| Entri Hasil Ekstraksi |
-=-=-=-=-

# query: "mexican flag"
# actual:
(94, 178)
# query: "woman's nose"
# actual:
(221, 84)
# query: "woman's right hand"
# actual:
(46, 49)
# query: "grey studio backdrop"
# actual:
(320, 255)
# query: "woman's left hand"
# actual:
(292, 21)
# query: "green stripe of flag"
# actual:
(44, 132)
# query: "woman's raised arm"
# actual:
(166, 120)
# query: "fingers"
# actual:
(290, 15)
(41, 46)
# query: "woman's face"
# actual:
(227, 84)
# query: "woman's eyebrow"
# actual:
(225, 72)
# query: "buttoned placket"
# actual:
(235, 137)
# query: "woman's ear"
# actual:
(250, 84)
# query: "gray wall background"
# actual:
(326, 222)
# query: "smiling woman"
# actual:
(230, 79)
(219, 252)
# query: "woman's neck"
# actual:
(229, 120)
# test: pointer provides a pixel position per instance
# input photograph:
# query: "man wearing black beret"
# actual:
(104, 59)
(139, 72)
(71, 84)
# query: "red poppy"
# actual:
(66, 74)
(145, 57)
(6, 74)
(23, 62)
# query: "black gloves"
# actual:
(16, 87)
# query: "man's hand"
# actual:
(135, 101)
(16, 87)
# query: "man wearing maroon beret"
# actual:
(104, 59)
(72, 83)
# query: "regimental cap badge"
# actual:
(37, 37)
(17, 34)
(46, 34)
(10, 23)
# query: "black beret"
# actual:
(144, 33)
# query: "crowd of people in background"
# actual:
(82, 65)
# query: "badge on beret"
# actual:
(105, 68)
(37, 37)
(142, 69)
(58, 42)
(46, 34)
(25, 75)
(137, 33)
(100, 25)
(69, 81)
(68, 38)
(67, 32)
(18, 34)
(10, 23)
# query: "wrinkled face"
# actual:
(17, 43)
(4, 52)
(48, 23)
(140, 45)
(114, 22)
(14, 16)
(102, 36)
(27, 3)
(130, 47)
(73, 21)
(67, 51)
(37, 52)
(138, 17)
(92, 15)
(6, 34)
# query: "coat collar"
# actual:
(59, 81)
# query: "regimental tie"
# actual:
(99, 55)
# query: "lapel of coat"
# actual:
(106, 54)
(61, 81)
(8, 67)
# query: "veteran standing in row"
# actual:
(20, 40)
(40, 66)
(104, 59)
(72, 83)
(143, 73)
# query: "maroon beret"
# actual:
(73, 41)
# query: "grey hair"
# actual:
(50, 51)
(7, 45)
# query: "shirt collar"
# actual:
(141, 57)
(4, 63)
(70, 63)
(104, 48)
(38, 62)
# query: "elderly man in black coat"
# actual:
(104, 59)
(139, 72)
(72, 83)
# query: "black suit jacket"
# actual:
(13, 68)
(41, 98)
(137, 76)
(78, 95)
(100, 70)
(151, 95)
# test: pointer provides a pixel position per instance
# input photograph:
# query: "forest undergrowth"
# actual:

-=-=-=-=-

| Perintah Latihan |
Susunlah semua baris dari seluruh entri di atas menjadi daftar bernomor dan hilangkan baris kosongnya.

| Hasil |
1. # query: "mexican flag"
2. # actual:
3. (94, 178)
4. # query: "woman's nose"
5. # actual:
6. (221, 84)
7. # query: "woman's right hand"
8. # actual:
9. (46, 49)
10. # query: "grey studio backdrop"
11. # actual:
12. (320, 255)
13. # query: "woman's left hand"
14. # actual:
15. (292, 21)
16. # query: "green stripe of flag"
17. # actual:
18. (44, 132)
19. # query: "woman's raised arm"
20. # actual:
21. (166, 120)
22. # query: "fingers"
23. # actual:
24. (290, 15)
25. (41, 46)
26. # query: "woman's face"
27. # actual:
28. (227, 84)
29. # query: "woman's eyebrow"
30. # actual:
31. (225, 72)
32. # query: "buttoned placket"
33. # actual:
34. (235, 137)
35. # query: "woman's ear"
36. # actual:
37. (250, 84)
38. # query: "gray wall background"
39. # actual:
40. (326, 222)
41. # query: "smiling woman"
42. # actual:
43. (230, 79)
44. (219, 252)
45. # query: "woman's neck"
46. # actual:
47. (229, 120)
48. # test: pointer provides a pixel position per instance
49. # input photograph:
50. # query: "man wearing black beret"
51. # actual:
52. (104, 59)
53. (139, 72)
54. (71, 84)
55. # query: "red poppy"
56. # actual:
57. (66, 74)
58. (145, 57)
59. (6, 74)
60. (23, 62)
61. # query: "black gloves"
62. # actual:
63. (16, 87)
64. # query: "man's hand"
65. # actual:
66. (135, 101)
67. (16, 87)
68. # query: "man wearing maroon beret"
69. # actual:
70. (104, 59)
71. (72, 83)
72. # query: "regimental cap badge"
73. # actual:
74. (37, 37)
75. (17, 34)
76. (46, 34)
77. (10, 23)
78. # query: "black beret"
79. # actual:
80. (144, 33)
81. # query: "crowd of people in background"
82. # actual:
83. (82, 65)
84. # query: "badge on beret"
85. # actual:
86. (105, 68)
87. (37, 37)
88. (142, 69)
89. (58, 42)
90. (46, 34)
91. (25, 75)
92. (137, 33)
93. (100, 25)
94. (69, 81)
95. (68, 38)
96. (67, 32)
97. (18, 34)
98. (10, 23)
99. # query: "wrinkled face"
100. # actual:
101. (17, 43)
102. (4, 52)
103. (48, 23)
104. (140, 45)
105. (114, 22)
106. (14, 16)
107. (102, 36)
108. (27, 3)
109. (130, 47)
110. (73, 21)
111. (67, 51)
112. (37, 52)
113. (138, 17)
114. (92, 15)
115. (6, 34)
116. # query: "coat collar"
117. # actual:
118. (59, 81)
119. # query: "regimental tie"
120. # actual:
121. (99, 55)
122. # query: "lapel of coat"
123. # actual:
124. (106, 54)
125. (61, 81)
126. (8, 67)
127. # query: "veteran standing in row"
128. # actual:
129. (20, 40)
130. (40, 66)
131. (104, 59)
132. (72, 83)
133. (143, 73)
134. # query: "maroon beret"
135. # actual:
136. (73, 41)
137. # query: "grey hair"
138. # actual:
139. (50, 51)
140. (7, 45)
141. # query: "shirt collar"
142. # actual:
143. (141, 57)
144. (4, 63)
145. (70, 63)
146. (104, 48)
147. (38, 62)
148. # query: "elderly man in black coat"
149. # actual:
150. (104, 59)
151. (139, 72)
152. (72, 83)
153. # query: "black suit jacket"
154. # actual:
155. (13, 68)
156. (41, 98)
157. (137, 76)
158. (78, 95)
159. (100, 70)
160. (151, 95)
161. # test: pointer provides a pixel position per instance
162. # input photograph:
163. # query: "forest undergrowth"
164. # actual:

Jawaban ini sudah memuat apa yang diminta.